━━━ EXTRAIT DU DOCUMENT

Mais malgré ces apparences, The Americans n’est pas une simple série d’espionnage. Certes, Weisberg, ayant anciennement travaillé à la CIA, développe avec réalisme et passion ces arcs à suspense au cours de cette première saison, mais lui-même décrit pourtant sa série comme une œuvre sur le mariage. Sans doute ne signifie-t-il pas seulement par là le mariage d’un homme et d’une femme, mais une alliance au sens large : celui de deux partis, de deux entités opposées, différentes, ayant leurs caractéristiques propres et leurs identités contradictoires. The Americans revisite la Guerre Froide par le prisme d’un ménage, arrivant, dans un même temps, à tourner en ridicule le clivage des deux blocs, et à réfléchir avec un certain pessimisme sur les relations qui unissent les deux composantes d’un couple.
Sans jamais être trop démonstratif, The Americans parvient à distiller sa narration sombre et pesante avec une grande maîtrise. Pourtant, elle conserve un problème de poids : la comparaison. Avec Breaking Bad ? Non, avec son pilote. Le premier épisode de la série est une telle claque qu’il est vraiment difficile de l’égaler ensuite. Aucun des arcs suivants n’arrive à se rapprocher de la scène d’intro démentielle, des plans à glacer le sang – le tout dernier –, et de cette intrigue efficace parfaitement posée. The Borgias avait eu le même problème : une introduction si parfaite que les péripéties qui suivront auront du mal à impressionner.


The Americans n’est pas une grande série. Pas encore. Des personnages interprétés avec talent par des acteurs brillement dirigés, un vrai suspense qui vous passionnera de A à Z, une direction artistique et une reconstitution admirables. Il manque un petit quelque chose pour que la série de Weisberg passe au niveau supérieur, comme il manque un petit quelque chose pour que FX concurrence HBO sur son terrain. Ce n’est pas le talent, ce n’est pas les moyens, ce sont peut-être leurs ambitions.
★★★★★★☆☆☆☆



Saison 2



La première saison de The Americans avait laissé une impression mitigée : du potentiel (beaucoup), un très bon casting et beaucoup d’éléments assez enthousiasmants, en parallèle d’une intrigue pas toujours passionnante, de choix narratifs plutôt critiquables et d’une mise en scène désaturée loin d’être exceptionnelle. Beaucoup d’espoirs étaient donc placés dans ce second acte qui, malheureusement, commet beaucoup d’erreurs.

━━━━━━
━━━ DONNÉES ENREGISTRÉES

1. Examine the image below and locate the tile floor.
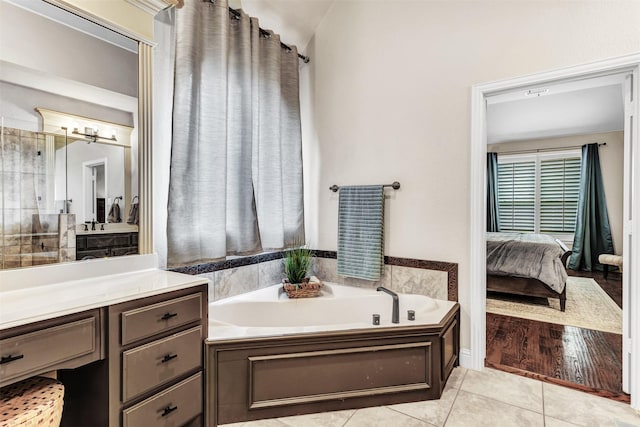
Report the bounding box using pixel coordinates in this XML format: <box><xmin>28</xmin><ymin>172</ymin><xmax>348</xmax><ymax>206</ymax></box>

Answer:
<box><xmin>220</xmin><ymin>368</ymin><xmax>640</xmax><ymax>427</ymax></box>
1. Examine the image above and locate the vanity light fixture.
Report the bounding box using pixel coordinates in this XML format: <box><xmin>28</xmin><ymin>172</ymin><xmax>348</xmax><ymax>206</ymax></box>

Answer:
<box><xmin>71</xmin><ymin>127</ymin><xmax>118</xmax><ymax>144</ymax></box>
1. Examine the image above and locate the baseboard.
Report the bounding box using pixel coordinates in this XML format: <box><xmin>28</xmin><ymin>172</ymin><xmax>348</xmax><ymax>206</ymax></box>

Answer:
<box><xmin>460</xmin><ymin>348</ymin><xmax>473</xmax><ymax>369</ymax></box>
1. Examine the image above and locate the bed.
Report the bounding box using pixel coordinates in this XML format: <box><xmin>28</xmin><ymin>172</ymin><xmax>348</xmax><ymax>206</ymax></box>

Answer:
<box><xmin>487</xmin><ymin>233</ymin><xmax>571</xmax><ymax>311</ymax></box>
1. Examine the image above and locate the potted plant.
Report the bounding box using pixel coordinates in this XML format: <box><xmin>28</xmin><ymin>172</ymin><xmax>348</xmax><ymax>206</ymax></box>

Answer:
<box><xmin>282</xmin><ymin>246</ymin><xmax>322</xmax><ymax>298</ymax></box>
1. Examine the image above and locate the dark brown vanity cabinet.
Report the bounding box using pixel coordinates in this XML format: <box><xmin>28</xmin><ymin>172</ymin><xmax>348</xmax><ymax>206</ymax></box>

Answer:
<box><xmin>109</xmin><ymin>285</ymin><xmax>208</xmax><ymax>427</ymax></box>
<box><xmin>59</xmin><ymin>284</ymin><xmax>208</xmax><ymax>427</ymax></box>
<box><xmin>76</xmin><ymin>232</ymin><xmax>138</xmax><ymax>260</ymax></box>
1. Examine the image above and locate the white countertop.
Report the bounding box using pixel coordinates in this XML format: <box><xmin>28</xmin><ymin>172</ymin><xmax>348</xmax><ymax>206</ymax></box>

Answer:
<box><xmin>76</xmin><ymin>222</ymin><xmax>138</xmax><ymax>236</ymax></box>
<box><xmin>0</xmin><ymin>256</ymin><xmax>207</xmax><ymax>330</ymax></box>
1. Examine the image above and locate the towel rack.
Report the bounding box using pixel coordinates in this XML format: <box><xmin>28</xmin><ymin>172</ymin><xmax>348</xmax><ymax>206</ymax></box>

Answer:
<box><xmin>329</xmin><ymin>181</ymin><xmax>400</xmax><ymax>193</ymax></box>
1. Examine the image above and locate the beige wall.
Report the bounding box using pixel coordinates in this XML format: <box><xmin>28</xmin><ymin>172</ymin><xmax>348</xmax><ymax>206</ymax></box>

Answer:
<box><xmin>301</xmin><ymin>0</ymin><xmax>640</xmax><ymax>348</ymax></box>
<box><xmin>487</xmin><ymin>132</ymin><xmax>624</xmax><ymax>254</ymax></box>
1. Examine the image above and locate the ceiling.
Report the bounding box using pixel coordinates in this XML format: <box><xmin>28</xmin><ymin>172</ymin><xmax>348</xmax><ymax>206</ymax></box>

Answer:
<box><xmin>241</xmin><ymin>0</ymin><xmax>335</xmax><ymax>53</ymax></box>
<box><xmin>487</xmin><ymin>75</ymin><xmax>624</xmax><ymax>144</ymax></box>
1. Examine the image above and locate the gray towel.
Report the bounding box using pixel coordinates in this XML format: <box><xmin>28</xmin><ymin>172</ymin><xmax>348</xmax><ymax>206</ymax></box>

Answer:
<box><xmin>338</xmin><ymin>185</ymin><xmax>384</xmax><ymax>280</ymax></box>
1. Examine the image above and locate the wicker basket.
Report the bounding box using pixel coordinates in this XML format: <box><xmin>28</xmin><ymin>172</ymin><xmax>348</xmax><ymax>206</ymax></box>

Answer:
<box><xmin>282</xmin><ymin>278</ymin><xmax>322</xmax><ymax>298</ymax></box>
<box><xmin>0</xmin><ymin>377</ymin><xmax>64</xmax><ymax>427</ymax></box>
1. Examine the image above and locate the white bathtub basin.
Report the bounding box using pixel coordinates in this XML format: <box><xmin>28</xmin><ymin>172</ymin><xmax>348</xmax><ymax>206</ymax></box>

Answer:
<box><xmin>209</xmin><ymin>283</ymin><xmax>455</xmax><ymax>340</ymax></box>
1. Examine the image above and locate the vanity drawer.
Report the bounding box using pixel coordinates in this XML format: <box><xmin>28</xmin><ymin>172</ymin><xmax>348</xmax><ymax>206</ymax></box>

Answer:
<box><xmin>121</xmin><ymin>293</ymin><xmax>202</xmax><ymax>345</ymax></box>
<box><xmin>122</xmin><ymin>372</ymin><xmax>202</xmax><ymax>427</ymax></box>
<box><xmin>122</xmin><ymin>326</ymin><xmax>202</xmax><ymax>402</ymax></box>
<box><xmin>0</xmin><ymin>316</ymin><xmax>99</xmax><ymax>384</ymax></box>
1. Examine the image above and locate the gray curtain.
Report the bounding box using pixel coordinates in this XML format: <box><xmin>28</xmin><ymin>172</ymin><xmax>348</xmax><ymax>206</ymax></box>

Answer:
<box><xmin>167</xmin><ymin>0</ymin><xmax>304</xmax><ymax>266</ymax></box>
<box><xmin>487</xmin><ymin>153</ymin><xmax>500</xmax><ymax>231</ymax></box>
<box><xmin>569</xmin><ymin>143</ymin><xmax>614</xmax><ymax>271</ymax></box>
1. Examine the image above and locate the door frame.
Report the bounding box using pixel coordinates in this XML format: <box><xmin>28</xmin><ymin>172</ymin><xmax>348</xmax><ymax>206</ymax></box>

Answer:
<box><xmin>468</xmin><ymin>53</ymin><xmax>640</xmax><ymax>409</ymax></box>
<box><xmin>81</xmin><ymin>157</ymin><xmax>109</xmax><ymax>222</ymax></box>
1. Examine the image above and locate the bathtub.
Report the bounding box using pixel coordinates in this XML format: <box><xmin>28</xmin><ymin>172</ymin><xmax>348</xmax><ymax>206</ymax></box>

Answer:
<box><xmin>205</xmin><ymin>283</ymin><xmax>460</xmax><ymax>426</ymax></box>
<box><xmin>209</xmin><ymin>283</ymin><xmax>456</xmax><ymax>340</ymax></box>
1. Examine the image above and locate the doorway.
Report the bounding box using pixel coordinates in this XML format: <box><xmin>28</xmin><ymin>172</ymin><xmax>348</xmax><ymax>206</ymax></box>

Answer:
<box><xmin>82</xmin><ymin>158</ymin><xmax>107</xmax><ymax>223</ymax></box>
<box><xmin>468</xmin><ymin>54</ymin><xmax>640</xmax><ymax>409</ymax></box>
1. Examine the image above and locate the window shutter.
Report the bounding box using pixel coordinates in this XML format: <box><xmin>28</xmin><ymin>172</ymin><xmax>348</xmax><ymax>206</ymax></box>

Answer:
<box><xmin>540</xmin><ymin>157</ymin><xmax>580</xmax><ymax>233</ymax></box>
<box><xmin>498</xmin><ymin>161</ymin><xmax>536</xmax><ymax>231</ymax></box>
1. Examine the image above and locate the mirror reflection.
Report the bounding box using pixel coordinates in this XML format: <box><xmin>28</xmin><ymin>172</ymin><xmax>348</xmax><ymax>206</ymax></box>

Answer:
<box><xmin>0</xmin><ymin>0</ymin><xmax>138</xmax><ymax>269</ymax></box>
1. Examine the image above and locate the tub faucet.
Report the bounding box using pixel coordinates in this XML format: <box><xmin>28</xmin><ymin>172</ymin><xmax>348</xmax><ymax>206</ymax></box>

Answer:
<box><xmin>376</xmin><ymin>286</ymin><xmax>400</xmax><ymax>323</ymax></box>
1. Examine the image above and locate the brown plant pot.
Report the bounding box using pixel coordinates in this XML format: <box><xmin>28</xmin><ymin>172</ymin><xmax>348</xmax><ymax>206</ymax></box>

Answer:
<box><xmin>282</xmin><ymin>277</ymin><xmax>322</xmax><ymax>298</ymax></box>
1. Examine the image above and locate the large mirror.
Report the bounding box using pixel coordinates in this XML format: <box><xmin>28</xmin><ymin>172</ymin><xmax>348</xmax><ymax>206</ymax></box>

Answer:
<box><xmin>0</xmin><ymin>0</ymin><xmax>138</xmax><ymax>269</ymax></box>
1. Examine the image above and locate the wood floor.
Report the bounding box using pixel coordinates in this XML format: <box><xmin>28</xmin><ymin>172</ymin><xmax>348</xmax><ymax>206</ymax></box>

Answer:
<box><xmin>485</xmin><ymin>272</ymin><xmax>629</xmax><ymax>402</ymax></box>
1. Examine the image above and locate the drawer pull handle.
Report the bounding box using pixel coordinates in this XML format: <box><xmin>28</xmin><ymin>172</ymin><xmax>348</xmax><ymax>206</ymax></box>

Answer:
<box><xmin>162</xmin><ymin>354</ymin><xmax>178</xmax><ymax>363</ymax></box>
<box><xmin>162</xmin><ymin>405</ymin><xmax>178</xmax><ymax>417</ymax></box>
<box><xmin>0</xmin><ymin>354</ymin><xmax>24</xmax><ymax>365</ymax></box>
<box><xmin>160</xmin><ymin>313</ymin><xmax>178</xmax><ymax>320</ymax></box>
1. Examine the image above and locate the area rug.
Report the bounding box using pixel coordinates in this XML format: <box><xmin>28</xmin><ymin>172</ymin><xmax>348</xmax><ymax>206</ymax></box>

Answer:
<box><xmin>487</xmin><ymin>277</ymin><xmax>622</xmax><ymax>334</ymax></box>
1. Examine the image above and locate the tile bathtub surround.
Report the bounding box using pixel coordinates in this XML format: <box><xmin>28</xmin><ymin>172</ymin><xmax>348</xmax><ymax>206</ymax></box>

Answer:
<box><xmin>222</xmin><ymin>367</ymin><xmax>640</xmax><ymax>427</ymax></box>
<box><xmin>198</xmin><ymin>259</ymin><xmax>284</xmax><ymax>302</ymax></box>
<box><xmin>171</xmin><ymin>250</ymin><xmax>458</xmax><ymax>301</ymax></box>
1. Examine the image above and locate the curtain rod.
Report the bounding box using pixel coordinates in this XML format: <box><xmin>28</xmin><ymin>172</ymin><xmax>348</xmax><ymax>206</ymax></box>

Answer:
<box><xmin>228</xmin><ymin>7</ymin><xmax>311</xmax><ymax>64</ymax></box>
<box><xmin>496</xmin><ymin>142</ymin><xmax>607</xmax><ymax>155</ymax></box>
<box><xmin>194</xmin><ymin>0</ymin><xmax>311</xmax><ymax>64</ymax></box>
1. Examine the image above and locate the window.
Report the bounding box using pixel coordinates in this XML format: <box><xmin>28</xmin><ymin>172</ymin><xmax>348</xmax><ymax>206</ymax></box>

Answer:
<box><xmin>498</xmin><ymin>151</ymin><xmax>580</xmax><ymax>235</ymax></box>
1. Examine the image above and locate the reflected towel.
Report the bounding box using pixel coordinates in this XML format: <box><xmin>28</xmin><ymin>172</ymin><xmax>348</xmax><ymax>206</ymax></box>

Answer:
<box><xmin>338</xmin><ymin>185</ymin><xmax>384</xmax><ymax>280</ymax></box>
<box><xmin>127</xmin><ymin>203</ymin><xmax>138</xmax><ymax>224</ymax></box>
<box><xmin>107</xmin><ymin>202</ymin><xmax>122</xmax><ymax>222</ymax></box>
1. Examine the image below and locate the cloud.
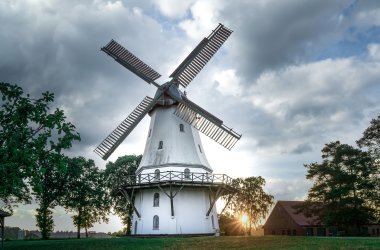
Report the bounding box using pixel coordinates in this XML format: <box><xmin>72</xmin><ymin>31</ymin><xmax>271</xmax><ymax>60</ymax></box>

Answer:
<box><xmin>0</xmin><ymin>0</ymin><xmax>380</xmax><ymax>232</ymax></box>
<box><xmin>153</xmin><ymin>0</ymin><xmax>194</xmax><ymax>18</ymax></box>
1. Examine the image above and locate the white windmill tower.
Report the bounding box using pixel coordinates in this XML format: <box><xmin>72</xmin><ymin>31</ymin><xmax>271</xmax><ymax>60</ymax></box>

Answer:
<box><xmin>95</xmin><ymin>24</ymin><xmax>241</xmax><ymax>235</ymax></box>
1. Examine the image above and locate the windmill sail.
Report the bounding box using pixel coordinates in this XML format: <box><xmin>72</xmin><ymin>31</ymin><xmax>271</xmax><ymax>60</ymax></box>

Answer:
<box><xmin>174</xmin><ymin>99</ymin><xmax>241</xmax><ymax>150</ymax></box>
<box><xmin>170</xmin><ymin>24</ymin><xmax>232</xmax><ymax>88</ymax></box>
<box><xmin>94</xmin><ymin>96</ymin><xmax>159</xmax><ymax>160</ymax></box>
<box><xmin>101</xmin><ymin>40</ymin><xmax>161</xmax><ymax>83</ymax></box>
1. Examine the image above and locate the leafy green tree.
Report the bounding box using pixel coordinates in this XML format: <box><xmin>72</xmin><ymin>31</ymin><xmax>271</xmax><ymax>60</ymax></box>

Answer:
<box><xmin>356</xmin><ymin>115</ymin><xmax>380</xmax><ymax>223</ymax></box>
<box><xmin>0</xmin><ymin>82</ymin><xmax>80</xmax><ymax>210</ymax></box>
<box><xmin>62</xmin><ymin>157</ymin><xmax>110</xmax><ymax>239</ymax></box>
<box><xmin>105</xmin><ymin>155</ymin><xmax>142</xmax><ymax>235</ymax></box>
<box><xmin>31</xmin><ymin>152</ymin><xmax>68</xmax><ymax>239</ymax></box>
<box><xmin>301</xmin><ymin>141</ymin><xmax>377</xmax><ymax>234</ymax></box>
<box><xmin>219</xmin><ymin>212</ymin><xmax>245</xmax><ymax>236</ymax></box>
<box><xmin>223</xmin><ymin>176</ymin><xmax>273</xmax><ymax>235</ymax></box>
<box><xmin>357</xmin><ymin>115</ymin><xmax>380</xmax><ymax>157</ymax></box>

━━━━━━

- _EXERCICE 1_:
Dites si chacune des affirmations suivantes concorde avec la critique de The Americans, en répondant par oui ou par non et en citant les mots décisifs du texte. (a) Weisberg a travaillé à la CIA. (b) Le principal défaut de la série tient à sa comparaison avec Breaking Bad. (c) Selon la critique, The Americans est déjà une grande série.
- _EXERCICE 2_:
Recopiez fidèlement le passage de la critique de The Americans qui s’ouvre sur les mots contenant « Mais malgré ces » et se termine par « composantes d’un couple. ».

- _RÉSULTAT 1_:
(a) Oui : « ayant anciennement travaillé à la CIA ».
(b) Non : « Avec Breaking Bad ? Non, avec son pilote. »
(c) Non : « The Americans n’est pas une grande série. Pas encore. »

- _RÉSULTAT 2_:
Mais malgré ces apparences, The Americans n’est pas une simple série d’espionnage. Certes, Weisberg, ayant anciennement travaillé à la CIA, développe avec réalisme et passion ces arcs à suspense au cours de cette première saison, mais lui-même décrit pourtant sa série comme une œuvre sur le mariage. Sans doute ne signifie-t-il pas seulement par là le mariage d’un homme et d’une femme, mais une alliance au sens large : celui de deux partis, de deux entités opposées, différentes, ayant leurs caractéristiques propres et leurs identités contradictoires. The Americans revisite la Guerre Froide par le prisme d’un ménage, arrivant, dans un même temps, à tourner en ridicule le clivage des deux blocs, et à réfléchir avec un certain pessimisme sur les relations qui unissent les deux composantes d’un couple.